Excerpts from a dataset
————————

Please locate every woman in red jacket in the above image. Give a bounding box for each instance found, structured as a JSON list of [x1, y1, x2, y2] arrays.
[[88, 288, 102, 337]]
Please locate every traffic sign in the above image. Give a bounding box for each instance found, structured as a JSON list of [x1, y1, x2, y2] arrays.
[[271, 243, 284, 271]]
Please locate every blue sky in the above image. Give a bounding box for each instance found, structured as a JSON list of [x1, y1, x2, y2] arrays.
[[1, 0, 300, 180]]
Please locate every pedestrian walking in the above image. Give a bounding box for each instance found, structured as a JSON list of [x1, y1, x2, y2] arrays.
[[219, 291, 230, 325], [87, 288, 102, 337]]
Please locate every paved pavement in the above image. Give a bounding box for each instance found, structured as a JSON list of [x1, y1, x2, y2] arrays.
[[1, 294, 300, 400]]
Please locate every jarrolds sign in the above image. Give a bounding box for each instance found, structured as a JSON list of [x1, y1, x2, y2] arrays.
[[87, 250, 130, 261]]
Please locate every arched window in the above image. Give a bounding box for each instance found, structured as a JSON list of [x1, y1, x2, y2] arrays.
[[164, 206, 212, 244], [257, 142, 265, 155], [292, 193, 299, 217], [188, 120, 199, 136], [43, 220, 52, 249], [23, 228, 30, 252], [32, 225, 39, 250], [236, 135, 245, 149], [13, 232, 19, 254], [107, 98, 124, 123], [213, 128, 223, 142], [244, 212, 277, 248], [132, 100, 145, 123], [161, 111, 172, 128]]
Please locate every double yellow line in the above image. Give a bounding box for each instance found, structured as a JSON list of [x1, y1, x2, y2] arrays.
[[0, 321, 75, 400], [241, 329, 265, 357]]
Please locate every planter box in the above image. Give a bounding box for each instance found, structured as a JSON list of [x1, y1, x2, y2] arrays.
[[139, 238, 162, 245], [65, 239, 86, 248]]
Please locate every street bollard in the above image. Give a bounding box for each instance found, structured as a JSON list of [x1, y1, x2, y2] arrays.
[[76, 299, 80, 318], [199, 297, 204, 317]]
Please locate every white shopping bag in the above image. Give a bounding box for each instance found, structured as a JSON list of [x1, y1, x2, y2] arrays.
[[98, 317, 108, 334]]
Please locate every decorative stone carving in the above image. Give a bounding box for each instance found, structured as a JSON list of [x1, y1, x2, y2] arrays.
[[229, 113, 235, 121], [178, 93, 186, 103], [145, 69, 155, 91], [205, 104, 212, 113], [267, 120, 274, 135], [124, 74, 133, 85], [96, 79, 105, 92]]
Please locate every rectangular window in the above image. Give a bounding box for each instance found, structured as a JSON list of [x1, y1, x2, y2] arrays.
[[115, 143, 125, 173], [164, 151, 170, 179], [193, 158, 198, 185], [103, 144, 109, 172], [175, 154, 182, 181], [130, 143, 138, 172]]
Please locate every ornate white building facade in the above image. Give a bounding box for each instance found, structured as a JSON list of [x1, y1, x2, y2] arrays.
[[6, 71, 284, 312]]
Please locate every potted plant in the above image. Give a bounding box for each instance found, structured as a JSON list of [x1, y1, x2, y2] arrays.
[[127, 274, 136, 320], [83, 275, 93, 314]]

————————

— Task instructions —
The "Please locate every decorative" line through the last line above: set these down exactly and add nothing else.

— Answer to this problem —
Please locate every decorative stone carving in the above image. Give a bounding box for each instance found, structured as a JSON list of [x1, y1, x2, y2] arrays.
[[229, 113, 235, 121], [178, 93, 186, 103], [145, 69, 155, 91], [205, 104, 212, 113], [267, 120, 274, 135], [124, 74, 133, 85], [96, 79, 105, 92]]
Please locate every rectangular window in the above image. Give a bounding box for each instance found, structured as a JSON list of [x1, y1, x2, y2] arrays.
[[115, 143, 125, 173], [164, 151, 170, 179], [193, 158, 198, 185], [103, 144, 109, 172], [175, 154, 182, 181], [130, 143, 138, 172]]
Please locate every ornate white building facade in the above image. Give a bounding box for each instance found, structured as a JSON list of [x1, y1, x2, y2] arrays.
[[6, 71, 284, 312]]
Please locate every potted plant in the above image. Give a bounding box for each instance found, structured as a JSON list of [x1, y1, x2, y2] arrays.
[[127, 274, 136, 320], [83, 275, 93, 314]]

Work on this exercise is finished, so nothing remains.